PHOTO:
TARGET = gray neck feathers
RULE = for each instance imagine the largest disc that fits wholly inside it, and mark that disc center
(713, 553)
____________________
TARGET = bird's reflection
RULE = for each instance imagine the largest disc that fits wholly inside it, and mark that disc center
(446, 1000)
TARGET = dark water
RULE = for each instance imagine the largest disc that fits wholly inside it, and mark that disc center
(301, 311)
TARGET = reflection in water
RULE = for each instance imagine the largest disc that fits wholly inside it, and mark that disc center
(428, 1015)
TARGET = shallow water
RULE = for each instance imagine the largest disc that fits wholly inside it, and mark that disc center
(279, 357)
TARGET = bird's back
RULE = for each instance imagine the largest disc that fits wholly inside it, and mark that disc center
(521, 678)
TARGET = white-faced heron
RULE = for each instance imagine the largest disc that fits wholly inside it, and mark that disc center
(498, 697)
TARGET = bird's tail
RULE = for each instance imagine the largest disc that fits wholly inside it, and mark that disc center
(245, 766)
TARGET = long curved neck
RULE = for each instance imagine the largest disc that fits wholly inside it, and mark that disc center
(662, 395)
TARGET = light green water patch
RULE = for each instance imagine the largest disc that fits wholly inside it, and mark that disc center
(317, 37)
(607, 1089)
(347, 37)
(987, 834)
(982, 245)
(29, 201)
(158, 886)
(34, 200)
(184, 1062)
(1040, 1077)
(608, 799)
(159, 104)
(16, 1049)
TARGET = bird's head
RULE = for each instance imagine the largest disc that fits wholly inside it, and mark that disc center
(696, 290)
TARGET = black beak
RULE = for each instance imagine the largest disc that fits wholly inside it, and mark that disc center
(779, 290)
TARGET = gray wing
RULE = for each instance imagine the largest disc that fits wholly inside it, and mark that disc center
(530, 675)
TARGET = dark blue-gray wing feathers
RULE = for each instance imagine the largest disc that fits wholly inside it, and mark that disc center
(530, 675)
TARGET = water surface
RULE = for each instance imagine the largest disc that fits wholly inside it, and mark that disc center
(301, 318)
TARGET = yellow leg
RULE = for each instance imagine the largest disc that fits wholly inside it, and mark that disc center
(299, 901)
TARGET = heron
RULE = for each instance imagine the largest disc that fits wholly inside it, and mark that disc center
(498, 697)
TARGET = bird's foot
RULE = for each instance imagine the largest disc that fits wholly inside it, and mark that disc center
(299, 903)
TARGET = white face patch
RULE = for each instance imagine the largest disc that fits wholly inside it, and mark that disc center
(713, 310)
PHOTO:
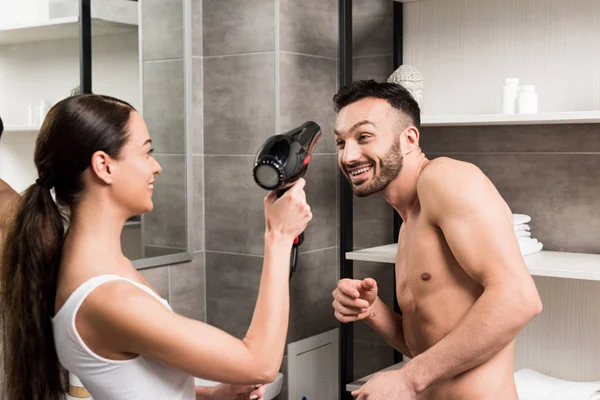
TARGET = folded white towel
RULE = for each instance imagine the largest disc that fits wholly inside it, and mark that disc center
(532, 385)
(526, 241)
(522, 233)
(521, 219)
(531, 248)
____________________
* **Aim of the exercise**
Transcribe the records above exactly, beginning at the line that contains "TARGET = bird's back" and ending with the line that contains "TARGET = black beak", both included, and nothing else.

* **Response area**
TARGET = bird's back
RULE = for each instance imagine the largest disc that fits wholly inside it, and mark that disc center
(521, 678)
TARGET = white-faced heron
RULE = for each instance imagine the largest disc that fits wholly inside it, and mark that disc center
(498, 697)
TARGET = bird's tail
RULE = for each instance imagine the largest disc that fits wholly inside it, and mark that disc center
(245, 766)
TARGET = long curved neck
RULE = for each instance imagine the largest disc that fits wholly inside it, and mark that disc center
(662, 395)
TARGET = light green water patch
RULE = for each instance imagine the largest disc that fits wholly inside it, and mark that disc center
(317, 37)
(607, 1089)
(347, 37)
(987, 834)
(982, 245)
(29, 201)
(158, 886)
(34, 200)
(184, 1062)
(1040, 1077)
(608, 799)
(159, 104)
(16, 1049)
TARGET = bird's head
RULE = for each instance imagine the largest disc that fits wholly inside it, and mark that disc center
(696, 290)
TARGET = black beak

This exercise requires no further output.